GIVEN REQUEST 1
Select every line of the records that contains the string "rifle", matching case exactly.

[Start READING PASSAGE]

This guide is for the Snowball Edge. If you are looking for documentation for the Snowball, see the AWS Snowball User Guide.

Using Amazon EC2 Compute Instances

The following contains an overview on using compute instances on a Snowball Edge device, including conceptual information, procedures, and examples.

Overview

Amazon Elastic Compute Cloud (Amazon EC2) is a web service that provides resizeable computing capacity—literally, servers in Amazon's data centers—that you use to build and host your software systems. You can now run Amazon EC2 compute instances hosted on a Snowball Edge with the new sbe1.xxxx instance type. This provides more options to run your compute workloads, adding to the existing support for serverless compute through AWS Lambda powered by AWS Greengrass.

The compute instance types supported for use on a Snowball Edge (identified by sbe1.xxxx) are unique to Snowball Edge devices. Like their cloud-based counterparts, these instances require Amazon Machine Images (AMIs) to launch. You choose the AMI that will be that base image for an sbe1.xxxx instance in the cloud, before you create your Snowball Edge job.

To use a compute instance on a Snowball Edge, create a job and specify your AMIs. This can be done from the AWS Snowball Management Console, with the AWS CLI, or with one of the AWS SDKs. Typically, there are some housekeeping prerequisites that you must resolve before creating your job, in order to use your instances.

After you've handled the prerequisites, created your job, and waited for your device to arrive, you can start managing your AMIs and instances. You can manage your compute instances on a Snowball Edge through an Amazon EC2–compatible endpoint. This type of endpoint supports many of the Amazon EC2 AWS CLI commands and actions for the AWS SDKs. Note that you can't use the AWS Management Console on the Snowball Edge to manage your AMIs and compute instances.

When you're done with your device, return it to AWS. If the device was used in an import job, the data transferred using the Amazon S3 Adapter for Snowball or the file interface will be imported into Amazon S3. Otherwise, we perform a complete erasure of the device when it is returned to AWS. This erasure follows the National Institute of Standards and Technology (NIST) 800-88 standards.

Important

Data in compute instances running on a Snowball Edge will not be imported into AWS.

Compute Instances on Clusters

You can use compute instances on clusters of Snowball Edge devices, and the procedures and guidance for doing so is the same as it would be for using compute instances on a stand-alone device.

When you create a cluster job with AMIs, a copy of each AMI will exist on each node in the cluster. For that reason, there can only be 10 AMIs associated with a cluster of devices, regardless of the number of nodes on the cluster. When you launch an instance in a cluster, you declare the node that will host the instance in your command, and the instance will run on a single node.

[End READING PASSAGE]

GIVEN REQUEST 2
Do the following statements agree with the Snowball Edge guide? For each, answer yes or no and quote the words of the guide that decide it.
(a) The AWS Management Console can be used on the Snowball Edge to manage AMIs and compute instances.
(b) Data in compute instances running on a Snowball Edge is imported into AWS.
(c) A cluster of Snowball Edge devices can have no more than 10 AMIs associated with it, whatever its number of nodes.

[Start SUPPLIED INFORMATION]

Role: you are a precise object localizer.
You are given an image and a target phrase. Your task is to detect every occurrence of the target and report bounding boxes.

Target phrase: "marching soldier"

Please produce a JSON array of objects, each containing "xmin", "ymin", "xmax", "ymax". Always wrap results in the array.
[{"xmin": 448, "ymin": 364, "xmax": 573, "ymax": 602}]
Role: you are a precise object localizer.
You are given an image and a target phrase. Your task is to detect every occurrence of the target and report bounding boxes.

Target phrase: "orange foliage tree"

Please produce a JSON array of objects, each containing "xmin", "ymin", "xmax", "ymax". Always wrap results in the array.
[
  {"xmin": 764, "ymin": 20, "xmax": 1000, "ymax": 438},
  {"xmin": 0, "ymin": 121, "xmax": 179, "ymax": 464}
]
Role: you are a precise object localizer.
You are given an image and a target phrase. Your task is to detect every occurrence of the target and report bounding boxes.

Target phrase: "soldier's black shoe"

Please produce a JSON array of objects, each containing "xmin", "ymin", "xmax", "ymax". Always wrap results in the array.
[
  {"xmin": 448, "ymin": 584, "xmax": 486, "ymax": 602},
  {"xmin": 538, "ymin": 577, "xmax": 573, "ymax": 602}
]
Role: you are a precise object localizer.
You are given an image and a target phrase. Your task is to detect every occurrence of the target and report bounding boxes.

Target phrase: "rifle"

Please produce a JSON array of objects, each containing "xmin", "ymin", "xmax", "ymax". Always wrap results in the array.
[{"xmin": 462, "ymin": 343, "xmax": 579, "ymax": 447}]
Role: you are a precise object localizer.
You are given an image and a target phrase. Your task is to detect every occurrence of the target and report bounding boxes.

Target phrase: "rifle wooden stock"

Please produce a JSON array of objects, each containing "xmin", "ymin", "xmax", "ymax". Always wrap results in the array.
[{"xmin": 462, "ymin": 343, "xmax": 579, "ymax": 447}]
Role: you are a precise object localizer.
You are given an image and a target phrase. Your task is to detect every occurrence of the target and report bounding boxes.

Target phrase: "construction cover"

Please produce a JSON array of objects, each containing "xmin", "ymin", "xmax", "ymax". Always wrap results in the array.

[End SUPPLIED INFORMATION]

TASK OUTPUT 1
Target phrase: "rifle"
Target phrase: "rifle wooden stock"

TASK OUTPUT 2
(a) No: "Note that you can't use the AWS Management Console on the Snowball Edge to manage your AMIs and compute instances."
(b) No: "Data in compute instances running on a Snowball Edge will not be imported into AWS."
(c) Yes: "there can only be 10 AMIs associated with a cluster of devices, regardless of the number of nodes on the cluster."